> TASK STATEMENT: Quote the entries that follow exactly, leaving none out.

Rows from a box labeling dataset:
[start]
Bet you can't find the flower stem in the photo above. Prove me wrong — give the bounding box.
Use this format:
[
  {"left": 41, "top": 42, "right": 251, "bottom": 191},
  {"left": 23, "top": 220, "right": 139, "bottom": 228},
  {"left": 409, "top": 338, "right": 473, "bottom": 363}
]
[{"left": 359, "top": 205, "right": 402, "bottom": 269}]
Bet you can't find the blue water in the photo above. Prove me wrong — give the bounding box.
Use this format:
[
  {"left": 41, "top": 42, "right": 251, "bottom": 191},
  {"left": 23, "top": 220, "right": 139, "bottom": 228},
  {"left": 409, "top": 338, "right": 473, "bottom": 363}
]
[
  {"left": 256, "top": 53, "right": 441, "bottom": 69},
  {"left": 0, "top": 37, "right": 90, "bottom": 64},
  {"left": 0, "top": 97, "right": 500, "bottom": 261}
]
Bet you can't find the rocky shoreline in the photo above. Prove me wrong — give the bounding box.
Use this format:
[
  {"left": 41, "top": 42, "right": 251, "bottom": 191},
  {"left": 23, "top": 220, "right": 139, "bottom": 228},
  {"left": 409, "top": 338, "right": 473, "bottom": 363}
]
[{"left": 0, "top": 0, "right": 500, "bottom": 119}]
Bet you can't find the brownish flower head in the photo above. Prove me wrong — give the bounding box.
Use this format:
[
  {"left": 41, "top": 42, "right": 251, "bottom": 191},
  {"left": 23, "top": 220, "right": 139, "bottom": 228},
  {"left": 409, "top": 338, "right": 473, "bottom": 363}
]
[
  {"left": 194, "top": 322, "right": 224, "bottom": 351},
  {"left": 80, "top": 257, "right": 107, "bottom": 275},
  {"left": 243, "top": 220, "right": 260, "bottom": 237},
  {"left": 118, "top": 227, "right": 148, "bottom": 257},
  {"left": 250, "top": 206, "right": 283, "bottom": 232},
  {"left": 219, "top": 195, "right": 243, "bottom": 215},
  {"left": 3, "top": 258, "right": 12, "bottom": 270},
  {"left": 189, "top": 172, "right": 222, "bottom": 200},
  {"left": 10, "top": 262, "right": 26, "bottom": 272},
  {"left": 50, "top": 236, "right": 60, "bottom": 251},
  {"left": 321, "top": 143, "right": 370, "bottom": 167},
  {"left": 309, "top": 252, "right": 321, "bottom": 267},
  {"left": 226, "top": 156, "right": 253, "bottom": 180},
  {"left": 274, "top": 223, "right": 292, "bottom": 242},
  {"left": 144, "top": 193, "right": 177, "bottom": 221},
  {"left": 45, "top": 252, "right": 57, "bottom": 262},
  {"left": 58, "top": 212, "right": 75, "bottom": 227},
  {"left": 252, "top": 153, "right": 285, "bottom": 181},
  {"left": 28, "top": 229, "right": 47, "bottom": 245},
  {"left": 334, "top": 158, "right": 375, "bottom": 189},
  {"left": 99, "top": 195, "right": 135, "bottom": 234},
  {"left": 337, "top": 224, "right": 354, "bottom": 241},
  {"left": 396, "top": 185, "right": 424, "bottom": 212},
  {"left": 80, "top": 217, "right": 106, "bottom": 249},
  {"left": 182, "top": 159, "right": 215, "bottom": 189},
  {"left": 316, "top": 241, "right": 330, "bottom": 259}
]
[end]
> TASK ANSWER:
Bet you can't find the flower stem in the photo above. Prove me wrong — give the bounding box.
Use this format:
[
  {"left": 41, "top": 42, "right": 251, "bottom": 191},
  {"left": 23, "top": 220, "right": 139, "bottom": 228},
  {"left": 409, "top": 338, "right": 473, "bottom": 363}
]
[{"left": 359, "top": 205, "right": 402, "bottom": 269}]
Bet you can't find the blue water in the photo above. Prove me wrong — give the bounding box.
Use this format:
[
  {"left": 41, "top": 42, "right": 251, "bottom": 191},
  {"left": 23, "top": 220, "right": 139, "bottom": 228},
  {"left": 409, "top": 338, "right": 473, "bottom": 363}
]
[
  {"left": 256, "top": 53, "right": 441, "bottom": 69},
  {"left": 0, "top": 37, "right": 90, "bottom": 64},
  {"left": 0, "top": 97, "right": 500, "bottom": 261}
]
Bet you can't find the rocky shoreline in the photo above. Prove me wrong — give the bounding box.
Use this format:
[
  {"left": 41, "top": 42, "right": 251, "bottom": 191},
  {"left": 23, "top": 220, "right": 139, "bottom": 228},
  {"left": 409, "top": 338, "right": 473, "bottom": 363}
]
[{"left": 0, "top": 0, "right": 500, "bottom": 119}]
Bet you can't find the brownish flower head in the photo above. Prove me wrong — give the bounding box.
Use this format:
[
  {"left": 41, "top": 42, "right": 251, "bottom": 191},
  {"left": 23, "top": 220, "right": 139, "bottom": 228},
  {"left": 409, "top": 338, "right": 473, "bottom": 363}
]
[
  {"left": 194, "top": 322, "right": 224, "bottom": 351},
  {"left": 80, "top": 257, "right": 107, "bottom": 275},
  {"left": 243, "top": 220, "right": 260, "bottom": 237},
  {"left": 118, "top": 227, "right": 148, "bottom": 257},
  {"left": 250, "top": 206, "right": 283, "bottom": 232},
  {"left": 219, "top": 195, "right": 243, "bottom": 215},
  {"left": 3, "top": 258, "right": 12, "bottom": 270},
  {"left": 189, "top": 172, "right": 222, "bottom": 200},
  {"left": 10, "top": 262, "right": 26, "bottom": 272},
  {"left": 50, "top": 236, "right": 60, "bottom": 251},
  {"left": 321, "top": 143, "right": 370, "bottom": 167},
  {"left": 309, "top": 252, "right": 321, "bottom": 267},
  {"left": 226, "top": 156, "right": 253, "bottom": 180},
  {"left": 274, "top": 223, "right": 292, "bottom": 242},
  {"left": 144, "top": 193, "right": 177, "bottom": 221},
  {"left": 45, "top": 252, "right": 57, "bottom": 262},
  {"left": 58, "top": 212, "right": 75, "bottom": 227},
  {"left": 252, "top": 153, "right": 285, "bottom": 181},
  {"left": 28, "top": 229, "right": 47, "bottom": 245},
  {"left": 334, "top": 158, "right": 375, "bottom": 189},
  {"left": 99, "top": 195, "right": 135, "bottom": 234},
  {"left": 337, "top": 224, "right": 354, "bottom": 241},
  {"left": 396, "top": 185, "right": 424, "bottom": 212},
  {"left": 80, "top": 217, "right": 106, "bottom": 249},
  {"left": 182, "top": 159, "right": 215, "bottom": 189},
  {"left": 316, "top": 241, "right": 330, "bottom": 259}
]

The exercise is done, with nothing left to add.